Instruction 1: Summarize the interview excerpt in two sentences.
Instruction 2: Reproduce the passage of the interview excerpt that begins at the words "Check out our" and stops after "dictate the length?", swapping "length" for "word count".
* Begin Quoted text *
Flash Friday Interview: Filling Space, Filling Pools–a conversation with Erika Veurink

There’s a graceful, unflinching precision to Erika Veurink’s writing. A kind of easygoing conversational tone mixed with a matter-of-factness that makes it impossible to turn away. As I’ve mentioned before, I’m kind of enamored by flash fiction for all the ways in which it marries longer form literary elements to the lyrical qualities of poetry, but I’m also a fan of this form because it shows the myriad ways stories can be told. 500, 750, 1000 words—from micro moments to grand histories. Flash fiction covers it all. And through precise glimpses, of language and detail, and without all the potentially overbearing exposition, we are offered an entire relational history, as is the case in “Mystic Hustler.”

“My husband is desperate to finalize the divorce. He hates my newfound spirituality. He hates that I was having an affair with our doorman and blames it on my awakening.”

In three brief sentences we are introduced to three characters, a tantalizing situation, and the protagonist’s “awakening.” What might that awakening be? The title reveals a little.

Fortunately, for us readers of flash, Veurink’s published quite a few pieces in fantastic online journals such as CHEAP POP, XRAY, and Hobart, just to name a few.

Check out our conversation, and check out her stories featured XRAY and CHEAP POP.

Keith Lesmeister: Based on the couple pieces I’ve read, it seems the short form (under 1000 words) suits your style quite well. Could you discuss your general interest in flash forms? Do you start off thinking it’s going to be a flash piece? Or does the content dictate the length?
* End Quoted text *
* Begin Entries provided *
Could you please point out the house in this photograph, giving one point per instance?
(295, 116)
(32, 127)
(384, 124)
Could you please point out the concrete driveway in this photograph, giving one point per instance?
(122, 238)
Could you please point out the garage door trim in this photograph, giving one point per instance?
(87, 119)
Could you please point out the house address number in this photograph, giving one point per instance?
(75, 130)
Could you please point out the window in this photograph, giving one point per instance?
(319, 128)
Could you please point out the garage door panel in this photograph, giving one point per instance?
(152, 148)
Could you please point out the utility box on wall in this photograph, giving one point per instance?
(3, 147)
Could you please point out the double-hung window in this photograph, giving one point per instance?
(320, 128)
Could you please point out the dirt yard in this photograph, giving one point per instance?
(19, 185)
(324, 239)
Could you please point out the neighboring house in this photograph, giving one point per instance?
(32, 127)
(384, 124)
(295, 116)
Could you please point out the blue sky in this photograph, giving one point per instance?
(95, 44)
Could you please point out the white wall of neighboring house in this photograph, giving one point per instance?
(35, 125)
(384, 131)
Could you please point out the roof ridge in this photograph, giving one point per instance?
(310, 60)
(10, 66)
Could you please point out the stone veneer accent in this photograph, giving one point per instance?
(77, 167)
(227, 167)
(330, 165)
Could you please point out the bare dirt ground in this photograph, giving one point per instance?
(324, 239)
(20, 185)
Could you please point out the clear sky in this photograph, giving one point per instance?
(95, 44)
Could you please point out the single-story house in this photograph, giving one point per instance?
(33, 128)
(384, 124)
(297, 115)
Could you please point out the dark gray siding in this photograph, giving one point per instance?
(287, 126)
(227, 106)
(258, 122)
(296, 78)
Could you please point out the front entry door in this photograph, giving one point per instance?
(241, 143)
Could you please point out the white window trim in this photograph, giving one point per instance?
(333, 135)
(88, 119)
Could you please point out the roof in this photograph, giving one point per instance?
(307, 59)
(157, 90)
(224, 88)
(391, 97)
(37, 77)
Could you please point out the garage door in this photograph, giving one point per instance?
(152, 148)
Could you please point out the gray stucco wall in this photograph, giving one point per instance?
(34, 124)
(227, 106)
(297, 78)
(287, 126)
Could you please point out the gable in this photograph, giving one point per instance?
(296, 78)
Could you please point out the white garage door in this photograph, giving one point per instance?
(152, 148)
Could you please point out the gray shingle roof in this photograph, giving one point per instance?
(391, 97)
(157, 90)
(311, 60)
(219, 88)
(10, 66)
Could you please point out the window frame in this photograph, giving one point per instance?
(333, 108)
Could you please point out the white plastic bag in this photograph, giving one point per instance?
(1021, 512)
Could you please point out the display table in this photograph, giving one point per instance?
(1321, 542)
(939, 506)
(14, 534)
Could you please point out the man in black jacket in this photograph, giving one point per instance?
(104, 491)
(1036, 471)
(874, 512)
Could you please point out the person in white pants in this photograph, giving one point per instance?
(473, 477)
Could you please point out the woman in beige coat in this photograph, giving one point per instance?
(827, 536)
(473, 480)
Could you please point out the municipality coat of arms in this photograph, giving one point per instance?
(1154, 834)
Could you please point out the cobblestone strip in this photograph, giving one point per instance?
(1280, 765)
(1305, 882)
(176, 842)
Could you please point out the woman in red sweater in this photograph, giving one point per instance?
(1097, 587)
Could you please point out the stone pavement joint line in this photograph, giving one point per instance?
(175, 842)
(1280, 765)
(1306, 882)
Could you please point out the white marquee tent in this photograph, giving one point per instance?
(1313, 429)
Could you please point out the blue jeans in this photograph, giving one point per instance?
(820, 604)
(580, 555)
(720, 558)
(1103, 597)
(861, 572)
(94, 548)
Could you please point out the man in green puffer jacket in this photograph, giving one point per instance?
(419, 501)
* End Entries provided *
Complete output 1: The excerpt's introduction praises the precise, conversational quality of Erika Veurink's writing and admires flash fiction for joining longer literary elements with the lyrical qualities of poetry and for showing the many ways stories can be told, as in "Mystic Hustler." Veurink has published in online journals such as CHEAP POP, XRAY, and Hobart, and the conversation opens with Keith Lesmeister asking about her interest in flash forms and whether content dictates the length of a piece.

Complete output 2:
Check out our conversation, and check out her stories featured XRAY and CHEAP POP.

Keith Lesmeister: Based on the couple pieces I’ve read, it seems the short form (under 1000 words) suits your style quite well. Could you discuss your general interest in flash forms? Do you start off thinking it’s going to be a flash piece? Or does the content dictate the word count?